Contour labeling items
--- --- ---

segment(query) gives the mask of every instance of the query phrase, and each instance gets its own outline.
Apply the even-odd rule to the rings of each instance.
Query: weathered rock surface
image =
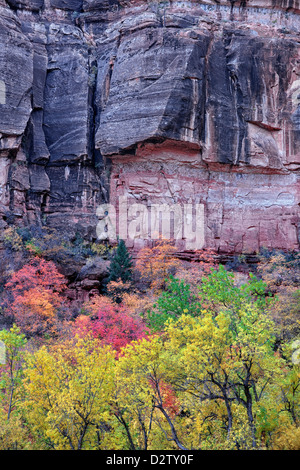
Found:
[[[220,253],[299,249],[299,31],[299,0],[0,0],[1,227],[92,240],[123,196],[203,204]]]

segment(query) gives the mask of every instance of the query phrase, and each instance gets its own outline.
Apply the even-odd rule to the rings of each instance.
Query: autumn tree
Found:
[[[77,317],[75,330],[81,336],[91,334],[117,352],[147,335],[148,328],[140,317],[133,317],[125,305],[116,304],[106,296],[95,296],[85,304],[85,311],[88,315]]]
[[[175,257],[176,247],[167,240],[158,241],[153,248],[143,248],[138,254],[136,270],[154,290],[165,287],[166,279],[180,266]]]
[[[55,264],[35,257],[6,283],[4,313],[28,336],[53,333],[65,287]]]
[[[107,282],[121,280],[126,283],[131,279],[132,258],[128,253],[124,240],[120,240],[109,267]]]
[[[22,378],[26,338],[14,325],[0,331],[5,358],[0,365],[0,450],[30,449],[22,413]]]
[[[109,397],[114,354],[92,339],[41,347],[25,369],[26,416],[55,450],[110,448]]]

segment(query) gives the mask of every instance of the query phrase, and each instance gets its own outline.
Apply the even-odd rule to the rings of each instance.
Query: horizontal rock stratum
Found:
[[[92,240],[122,197],[298,250],[299,46],[300,0],[0,0],[0,227]]]

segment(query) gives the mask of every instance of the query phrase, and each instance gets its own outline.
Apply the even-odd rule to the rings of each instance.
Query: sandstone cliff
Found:
[[[299,0],[0,0],[1,229],[95,239],[126,196],[299,249],[299,45]]]

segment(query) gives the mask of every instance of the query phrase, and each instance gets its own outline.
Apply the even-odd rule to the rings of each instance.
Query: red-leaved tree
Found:
[[[33,258],[5,285],[4,314],[27,336],[52,333],[66,280],[52,261]]]
[[[117,352],[148,333],[148,328],[139,317],[132,316],[125,305],[113,303],[105,296],[96,296],[86,304],[86,309],[90,315],[76,318],[76,333],[79,336],[92,334]]]

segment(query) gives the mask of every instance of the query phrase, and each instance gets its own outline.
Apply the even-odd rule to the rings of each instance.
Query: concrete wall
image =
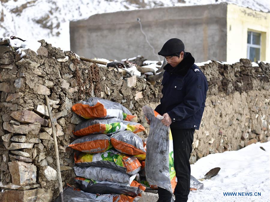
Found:
[[[260,33],[261,60],[270,61],[270,13],[229,4],[227,8],[227,61],[247,58],[248,31]]]
[[[70,49],[87,57],[120,60],[141,55],[157,60],[156,54],[176,37],[196,62],[226,58],[227,4],[159,8],[98,14],[70,24]],[[160,57],[162,60],[162,57]]]

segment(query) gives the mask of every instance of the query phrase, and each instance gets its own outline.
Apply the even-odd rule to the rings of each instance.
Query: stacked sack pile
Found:
[[[73,131],[80,137],[68,145],[78,151],[74,170],[80,189],[96,200],[110,201],[112,194],[117,201],[137,200],[146,187],[134,180],[146,151],[135,133],[144,127],[131,121],[135,116],[121,104],[99,98],[79,102],[72,110],[86,119]]]

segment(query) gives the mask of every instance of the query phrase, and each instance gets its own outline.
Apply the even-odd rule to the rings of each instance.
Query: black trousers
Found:
[[[189,159],[192,151],[195,129],[171,129],[173,145],[174,168],[177,183],[174,190],[176,202],[186,202],[190,186]],[[158,187],[159,201],[170,201],[172,195],[169,191]]]

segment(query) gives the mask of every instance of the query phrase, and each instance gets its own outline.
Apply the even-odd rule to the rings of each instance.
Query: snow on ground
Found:
[[[203,189],[191,191],[188,201],[270,201],[269,159],[270,141],[253,144],[237,151],[209,154],[199,159],[190,165],[191,174],[197,179],[203,177],[212,168],[221,169],[217,175],[202,182]],[[236,193],[237,195],[224,196],[224,193],[227,192]],[[251,192],[253,195],[239,196],[238,192]],[[254,195],[255,192],[260,192],[260,196]]]
[[[97,13],[158,7],[227,2],[268,12],[267,0],[9,0],[0,3],[0,37],[44,39],[53,46],[70,50],[69,22]],[[184,2],[184,3],[183,3]]]

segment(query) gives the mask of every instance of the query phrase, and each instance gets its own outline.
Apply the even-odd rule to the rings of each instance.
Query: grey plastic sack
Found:
[[[135,176],[134,176],[135,177]],[[133,180],[125,183],[107,180],[97,181],[82,177],[76,177],[75,181],[82,190],[93,194],[124,194],[136,196],[145,190],[146,187]]]
[[[152,109],[144,106],[142,110],[151,121],[145,160],[146,180],[173,193],[176,182],[171,130],[161,122],[164,117]]]
[[[115,149],[130,155],[145,154],[142,139],[130,130],[117,132],[111,137],[111,143]]]
[[[77,166],[74,168],[77,176],[97,181],[107,180],[125,183],[128,182],[130,177],[129,174],[108,168],[90,166]]]
[[[121,104],[99,98],[90,98],[78,102],[72,111],[86,119],[115,117],[122,120],[131,121],[135,117]]]

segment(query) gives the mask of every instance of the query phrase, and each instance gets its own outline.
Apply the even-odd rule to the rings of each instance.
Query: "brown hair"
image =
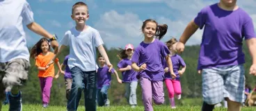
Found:
[[[79,1],[79,2],[77,2],[76,3],[74,3],[72,6],[72,14],[73,15],[73,11],[74,9],[79,7],[79,6],[86,6],[87,8],[87,13],[89,14],[89,9],[88,8],[88,6],[86,3],[82,2],[82,1]]]
[[[49,49],[48,51],[51,50],[50,43],[48,41],[47,38],[42,38],[40,39],[31,49],[31,53],[30,53],[30,57],[32,58],[35,58],[36,56],[38,56],[40,53],[42,52],[41,49],[41,45],[42,43],[44,42],[47,42],[49,45]]]
[[[157,31],[156,31],[155,35],[157,36],[157,38],[158,38],[159,40],[161,40],[161,38],[163,38],[164,35],[166,34],[168,26],[166,24],[158,25],[158,23],[155,20],[148,19],[143,22],[143,24],[141,26],[141,29],[143,31],[144,30],[145,26],[146,26],[146,24],[148,22],[154,22],[157,24],[157,28],[156,28]]]
[[[170,40],[169,40],[168,41],[166,42],[166,46],[168,49],[170,49],[170,46],[172,46],[172,45],[173,44],[177,43],[178,41],[173,37],[173,38],[171,38]]]

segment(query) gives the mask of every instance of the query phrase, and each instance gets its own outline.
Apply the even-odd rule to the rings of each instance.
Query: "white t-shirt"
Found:
[[[87,29],[78,31],[75,27],[67,31],[60,44],[70,46],[70,58],[67,65],[71,69],[78,67],[83,71],[95,71],[96,47],[103,44],[99,32],[88,26]]]
[[[0,62],[15,58],[29,61],[23,24],[33,22],[26,0],[0,0]]]

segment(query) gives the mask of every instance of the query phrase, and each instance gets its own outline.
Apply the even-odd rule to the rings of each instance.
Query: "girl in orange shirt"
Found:
[[[54,77],[54,65],[50,63],[54,53],[50,51],[50,44],[47,39],[42,38],[33,46],[31,57],[35,58],[35,66],[39,71],[38,77],[40,82],[42,107],[46,108],[50,100],[51,87]],[[61,71],[58,59],[54,61]]]

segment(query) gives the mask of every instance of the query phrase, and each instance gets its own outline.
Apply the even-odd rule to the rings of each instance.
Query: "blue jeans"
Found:
[[[103,85],[102,89],[97,89],[97,101],[98,103],[99,106],[104,106],[108,101],[108,89],[109,88],[109,85]],[[108,105],[106,104],[106,105]]]
[[[96,111],[97,76],[96,71],[83,71],[74,67],[70,69],[73,79],[70,99],[67,101],[68,111],[75,111],[79,103],[81,92],[84,93],[84,105],[86,111]]]

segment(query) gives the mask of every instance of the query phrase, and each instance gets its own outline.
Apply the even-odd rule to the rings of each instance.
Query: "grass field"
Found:
[[[8,105],[3,105],[2,111],[7,111]],[[49,106],[48,108],[42,108],[41,105],[24,105],[24,111],[65,111],[65,106]],[[109,108],[97,108],[97,111],[143,111],[143,106],[138,106],[136,108],[130,108],[128,105],[126,106],[111,106]],[[170,106],[167,105],[154,105],[154,110],[156,111],[200,111],[200,106],[177,106],[177,109],[170,109]],[[214,111],[225,111],[225,108],[216,108]],[[255,111],[256,108],[243,108],[242,111]],[[78,111],[84,111],[83,106],[79,106]]]

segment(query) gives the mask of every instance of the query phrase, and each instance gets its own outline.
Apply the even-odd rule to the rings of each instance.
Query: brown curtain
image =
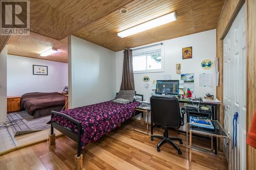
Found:
[[[132,50],[125,50],[123,53],[123,76],[120,89],[135,90],[133,69],[133,52]]]

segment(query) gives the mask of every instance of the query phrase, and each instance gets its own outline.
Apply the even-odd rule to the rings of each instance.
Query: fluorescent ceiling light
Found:
[[[40,56],[46,57],[57,52],[58,52],[57,49],[52,48],[40,54]]]
[[[119,32],[117,35],[121,38],[126,37],[176,20],[176,13],[173,12]]]

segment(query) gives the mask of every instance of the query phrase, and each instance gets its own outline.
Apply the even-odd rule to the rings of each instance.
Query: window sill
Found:
[[[133,74],[140,74],[145,73],[153,73],[153,72],[164,72],[163,69],[153,69],[153,70],[142,70],[142,71],[134,71]]]

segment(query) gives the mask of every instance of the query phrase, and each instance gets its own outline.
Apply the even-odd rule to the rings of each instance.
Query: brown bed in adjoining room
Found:
[[[51,111],[61,111],[65,105],[65,97],[57,92],[28,93],[22,95],[21,105],[36,118],[49,115]]]

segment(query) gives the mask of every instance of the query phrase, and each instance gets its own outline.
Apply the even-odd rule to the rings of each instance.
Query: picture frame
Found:
[[[182,48],[182,59],[192,58],[192,46]]]
[[[48,66],[46,65],[33,65],[33,75],[48,75]]]

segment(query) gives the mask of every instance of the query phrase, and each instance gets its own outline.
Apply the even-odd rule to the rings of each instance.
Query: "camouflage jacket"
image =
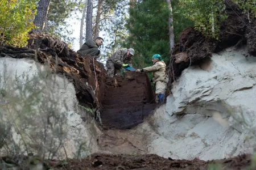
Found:
[[[133,57],[128,58],[126,56],[127,49],[118,49],[114,52],[108,60],[111,60],[117,69],[120,69],[123,64],[129,64],[132,66]]]
[[[166,73],[166,65],[163,61],[158,61],[154,65],[150,67],[143,68],[143,72],[153,74],[153,82],[154,83],[158,81],[167,82],[167,76]]]

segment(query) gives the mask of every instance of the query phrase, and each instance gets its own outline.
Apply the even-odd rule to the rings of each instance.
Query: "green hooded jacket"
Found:
[[[89,55],[90,56],[97,56],[100,54],[98,46],[96,42],[92,39],[87,40],[77,52],[81,56]]]

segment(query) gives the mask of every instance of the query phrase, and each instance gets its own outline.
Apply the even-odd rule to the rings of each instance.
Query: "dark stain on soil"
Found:
[[[109,78],[104,97],[101,119],[107,128],[134,127],[156,106],[145,73],[127,72],[125,77]]]

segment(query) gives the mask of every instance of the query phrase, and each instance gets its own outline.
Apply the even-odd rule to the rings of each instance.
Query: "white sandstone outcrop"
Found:
[[[24,73],[26,75],[31,78],[35,74],[37,74],[39,68],[36,66],[36,62],[32,60],[0,58],[0,74],[2,78],[0,88],[3,83],[5,66],[7,69],[6,73],[9,76],[8,79],[11,77],[14,78],[16,76],[20,76],[22,80],[22,74]],[[40,67],[42,67],[43,69],[44,68],[43,65]],[[57,99],[56,103],[57,105],[56,107],[60,109],[60,112],[64,112],[66,115],[67,124],[63,125],[64,126],[64,129],[67,131],[67,137],[63,141],[67,156],[69,158],[84,158],[85,155],[97,152],[98,147],[95,138],[97,137],[99,130],[95,125],[92,117],[86,113],[88,112],[86,109],[82,107],[79,106],[73,83],[69,82],[63,76],[57,75],[56,84],[57,85],[55,87],[52,96]],[[14,84],[13,85],[14,86]],[[81,116],[87,116],[87,121],[83,121]],[[13,132],[13,138],[16,143],[22,144],[23,143],[20,142],[20,136],[14,131]],[[29,143],[29,142],[27,142]],[[80,148],[80,155],[77,157],[79,148]],[[1,155],[3,155],[4,153],[5,150],[2,149]],[[64,150],[62,147],[59,150],[59,153],[56,155],[58,155],[59,159],[66,158]]]

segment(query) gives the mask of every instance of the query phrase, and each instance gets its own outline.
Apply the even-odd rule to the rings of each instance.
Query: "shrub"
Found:
[[[0,1],[0,45],[25,46],[28,32],[35,28],[36,0]]]

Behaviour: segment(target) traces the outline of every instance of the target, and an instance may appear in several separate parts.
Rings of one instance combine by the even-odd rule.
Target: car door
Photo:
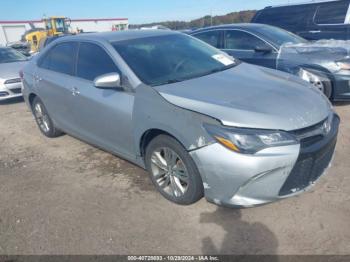
[[[247,63],[276,68],[276,49],[266,41],[246,31],[225,30],[223,51]]]
[[[308,34],[309,40],[319,39],[349,39],[350,12],[349,1],[333,1],[320,3],[310,22]]]
[[[106,49],[81,42],[76,78],[71,82],[75,126],[78,136],[104,149],[134,157],[132,113],[134,93],[120,89],[98,89],[94,79],[107,73],[121,73]]]
[[[55,124],[66,132],[74,129],[70,82],[74,79],[77,51],[76,42],[53,46],[39,59],[34,75],[38,96]]]

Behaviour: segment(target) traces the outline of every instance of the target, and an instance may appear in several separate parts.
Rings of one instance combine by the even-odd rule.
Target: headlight
[[[228,128],[210,124],[204,124],[204,128],[220,144],[242,154],[255,154],[264,148],[299,143],[293,135],[283,131]]]
[[[350,70],[350,61],[349,59],[346,60],[339,60],[335,62],[338,66],[339,70]]]

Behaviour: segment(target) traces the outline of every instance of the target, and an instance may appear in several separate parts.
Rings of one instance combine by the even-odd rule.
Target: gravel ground
[[[163,199],[146,172],[0,104],[0,254],[350,254],[350,104],[333,167],[299,197],[253,209]]]

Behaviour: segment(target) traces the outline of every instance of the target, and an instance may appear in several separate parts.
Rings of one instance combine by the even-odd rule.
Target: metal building
[[[0,21],[0,45],[20,41],[25,31],[33,27],[45,26],[42,20]],[[129,21],[127,18],[72,19],[70,27],[73,32],[106,32],[128,29]]]

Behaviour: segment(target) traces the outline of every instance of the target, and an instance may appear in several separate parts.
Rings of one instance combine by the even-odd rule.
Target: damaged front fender
[[[188,151],[214,143],[203,123],[218,121],[166,101],[156,90],[139,85],[135,92],[133,111],[135,151],[142,160],[142,138],[147,132],[161,131],[176,138]]]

--- --- ---

• EXERCISE REQUIREMENTS: Show every line of the items above that contains the string "shirt", copying each one in full. Treat uppercase and lowercase as different.

• COMPLETE OUTPUT:
Query: "white t-shirt"
Query: "girl in orange shirt"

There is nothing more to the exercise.